→ What is needed:
Print each entry again exactly as written, and keep the pictures out.

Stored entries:
-- Opening Marker --

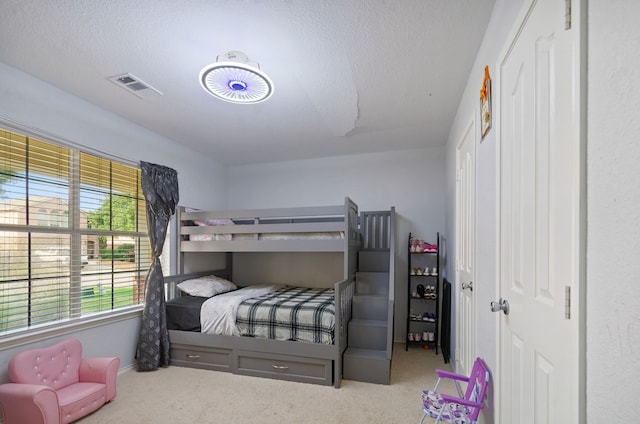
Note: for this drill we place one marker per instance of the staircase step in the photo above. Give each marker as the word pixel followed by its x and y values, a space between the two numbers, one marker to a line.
pixel 367 365
pixel 372 283
pixel 368 334
pixel 373 260
pixel 370 307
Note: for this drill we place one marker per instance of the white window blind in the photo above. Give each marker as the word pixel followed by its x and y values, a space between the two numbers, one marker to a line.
pixel 73 234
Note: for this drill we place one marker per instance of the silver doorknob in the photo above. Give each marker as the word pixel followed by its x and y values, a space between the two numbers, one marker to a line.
pixel 500 305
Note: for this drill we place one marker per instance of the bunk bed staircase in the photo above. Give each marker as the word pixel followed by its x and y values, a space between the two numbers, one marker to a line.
pixel 370 343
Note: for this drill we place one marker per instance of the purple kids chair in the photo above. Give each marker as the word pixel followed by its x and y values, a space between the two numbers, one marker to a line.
pixel 462 409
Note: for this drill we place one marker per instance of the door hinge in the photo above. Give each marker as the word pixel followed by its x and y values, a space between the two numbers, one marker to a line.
pixel 567 302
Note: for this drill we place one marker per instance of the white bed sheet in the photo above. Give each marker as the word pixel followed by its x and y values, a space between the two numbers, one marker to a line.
pixel 218 314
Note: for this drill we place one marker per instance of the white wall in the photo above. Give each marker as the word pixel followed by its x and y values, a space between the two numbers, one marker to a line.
pixel 42 107
pixel 411 180
pixel 613 211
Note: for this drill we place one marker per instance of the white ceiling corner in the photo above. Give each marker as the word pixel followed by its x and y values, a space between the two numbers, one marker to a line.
pixel 349 76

-- Closing Marker --

→ Problem solution:
Note: for this drill we place one marker per instance of the staircase step in the photo above. Give each marker as the word pixel followed by its x and y values, a space between the two numbers, one marker to a line.
pixel 367 365
pixel 372 283
pixel 368 334
pixel 373 260
pixel 370 307
Note: for this drill we place one marker per instance of the white window blind in the photo above. Give each marker as the word pixel followed by its x and y values, a space between the two numbers, one marker to a line.
pixel 73 234
Note: for this drill we place one marker per instance of the silver doorknob in the photo above. Give each marker as the word pixel followed by its x and y values, a space between the two numbers, one marker to a line.
pixel 500 305
Note: for this drill we place one marker per instance of the bunk bed staircase in the photo above. Give each marker as the word pixel followed by its x and y values, a space between the two numbers, one marker to a line.
pixel 370 343
Note: for this drill we place one marker per instance of the purple kids chair in the photo above. Give each marker as the word pixel followed by its x and y values, a space between the two numbers, one marker to a line.
pixel 462 409
Note: for this drill we place one marker per instance of the door hinge in the photo above. Give each marker as the word pixel followed by its x and y values, a space between the two numbers, one marker to a line.
pixel 567 302
Note: for this drill we place one marker per instance of the white bed sheet in the photo above. Give each marker as the word pixel followed by its x and y values, a space between the two numbers, one marker to a line.
pixel 218 314
Note: for this drill we place one marker per instance of the white wall in the photo above. Give each marker as the word pixel followed by its x and y values, a space between the two numbers, one marker to a line.
pixel 42 107
pixel 411 180
pixel 613 211
Note: for this drill we place one marker per instance of the white ceiling corner in the photo above. Give each marker as the word pixel followed by its x and y values, a space between the two numbers, one marker to a line.
pixel 349 76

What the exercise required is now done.